Passage given:
Flexible DataFrame Table Functions (FDTF)

Create User-Defined Table Functions that append columns to DataFrames with a simple decorator syntax. Requires PySpark 4.0+.

from pyspark_toolkit.udtf import fdtf
from pyspark.sql.types import StructType, StructField, IntegerType, StringType

# Basic usage: add a computed column
@fdtf(returnType="doubled INT")
def add_doubled(row):
    yield (row["id"] * 2,)

df = spark.createDataFrame([(1, "a"), (2, "b")], ["id", "value"])
result = add_doubled(df)
# Result: id=1, value="a", doubled=2
#         id=2, value="b", doubled=4

# Multiple output columns using DDL string
@fdtf(returnType="doubled INT, upper_value STRING")
def transform(row):
    yield (row["id"] * 2, row["value"].upper())

result = transform(df)
# Result: id=1, value="a", doubled=2, upper_value="A"

# Using StructType for returnType
@fdtf(returnType=StructType([
    StructField("computed", IntegerType()),
    StructField("label", StringType()),
]))
def compute(row):
    yield (row["id"] + 100, f"item_{row['id']}")

# Pass arguments to the function
@fdtf(returnType="result INT")
def add_with_args(row, multiplier, offset=0):
    yield (row["id"] * multiplier + offset,)

result = add_with_args(df, 10, offset=5)
# Result: id=1, value="a", result=15  (1 * 10 + 5)
#         id=2, value="b", result=25  (2 * 10 + 5)

# Yield multiple rows per input (explode behavior)
@fdtf(returnType="iteration INT")
def explode_rows(row):
    for i in range(row["id"]):
        yield (i,)

result = explode_rows(df)
# Input row with id=2 produces 2 output rows (iteration=0, iteration=1)

# Use with_single_partition for operations requiring all data in one partition
@fdtf(returnType="rank INT", with_single_partition=True)

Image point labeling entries
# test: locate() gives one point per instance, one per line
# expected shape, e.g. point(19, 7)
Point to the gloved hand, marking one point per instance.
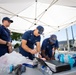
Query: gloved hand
point(19, 69)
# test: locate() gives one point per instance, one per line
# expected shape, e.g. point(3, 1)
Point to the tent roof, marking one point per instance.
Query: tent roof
point(60, 14)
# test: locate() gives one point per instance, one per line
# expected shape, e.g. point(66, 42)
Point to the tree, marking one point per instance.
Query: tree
point(16, 36)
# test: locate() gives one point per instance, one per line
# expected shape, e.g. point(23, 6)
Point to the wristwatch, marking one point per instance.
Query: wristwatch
point(6, 42)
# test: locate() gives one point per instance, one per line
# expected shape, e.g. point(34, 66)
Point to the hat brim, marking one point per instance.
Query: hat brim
point(11, 21)
point(53, 41)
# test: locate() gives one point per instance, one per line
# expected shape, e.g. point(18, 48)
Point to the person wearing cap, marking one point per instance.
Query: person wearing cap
point(29, 39)
point(5, 40)
point(49, 46)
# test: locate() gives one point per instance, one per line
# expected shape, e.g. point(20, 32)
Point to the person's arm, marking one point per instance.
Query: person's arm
point(43, 54)
point(38, 47)
point(26, 48)
point(3, 42)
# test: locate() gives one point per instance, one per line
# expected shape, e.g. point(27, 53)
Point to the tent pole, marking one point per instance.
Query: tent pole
point(72, 34)
point(67, 40)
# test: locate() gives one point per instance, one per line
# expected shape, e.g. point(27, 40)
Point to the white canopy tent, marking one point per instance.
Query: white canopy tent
point(27, 14)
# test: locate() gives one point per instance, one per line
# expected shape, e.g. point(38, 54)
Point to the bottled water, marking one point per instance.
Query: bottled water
point(56, 55)
point(44, 69)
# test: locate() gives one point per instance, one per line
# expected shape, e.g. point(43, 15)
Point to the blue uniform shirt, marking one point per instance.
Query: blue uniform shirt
point(48, 47)
point(4, 35)
point(31, 41)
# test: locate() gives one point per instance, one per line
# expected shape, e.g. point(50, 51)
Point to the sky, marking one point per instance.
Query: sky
point(61, 35)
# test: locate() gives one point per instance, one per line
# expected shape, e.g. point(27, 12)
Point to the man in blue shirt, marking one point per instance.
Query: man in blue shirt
point(5, 40)
point(29, 39)
point(49, 46)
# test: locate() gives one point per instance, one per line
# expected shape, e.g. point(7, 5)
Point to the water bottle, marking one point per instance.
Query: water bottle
point(46, 71)
point(10, 68)
point(56, 55)
point(71, 61)
point(62, 58)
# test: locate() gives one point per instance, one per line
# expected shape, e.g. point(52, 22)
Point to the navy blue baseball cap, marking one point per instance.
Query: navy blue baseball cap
point(53, 38)
point(8, 19)
point(40, 29)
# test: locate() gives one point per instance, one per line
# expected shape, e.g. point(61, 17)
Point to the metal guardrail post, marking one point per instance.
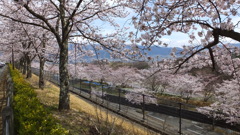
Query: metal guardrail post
point(102, 90)
point(143, 107)
point(119, 99)
point(180, 119)
point(90, 88)
point(80, 86)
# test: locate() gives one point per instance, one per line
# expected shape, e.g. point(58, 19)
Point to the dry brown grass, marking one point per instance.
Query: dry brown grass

Work instructions:
1. Answer these from the FDTF text:
(a) What version of PySpark is required?
(b) In the example that passes arguments, what value of result does the row with id=2 get?
(c) In the explode example, how many output rows does the input row with id=2 produce?
2. Shorten the paragraph in the FDTF text that begins "Create User-Defined Table Functions" into a single brief sentence that keeps its main facts.
3. List every function name that appears after "def" in the FDTF text.
You won't need the lines above for any of this.

The replies:
1.
(a) PySpark 4.0 or later.
(b) 25.
(c) 2.

2. FDTF uses a simple decorator to build User-Defined Table Functions that add columns to DataFrames, and it needs PySpark 4.0 or later.

3. add_doubled, transform, compute, add_with_args, explode_rows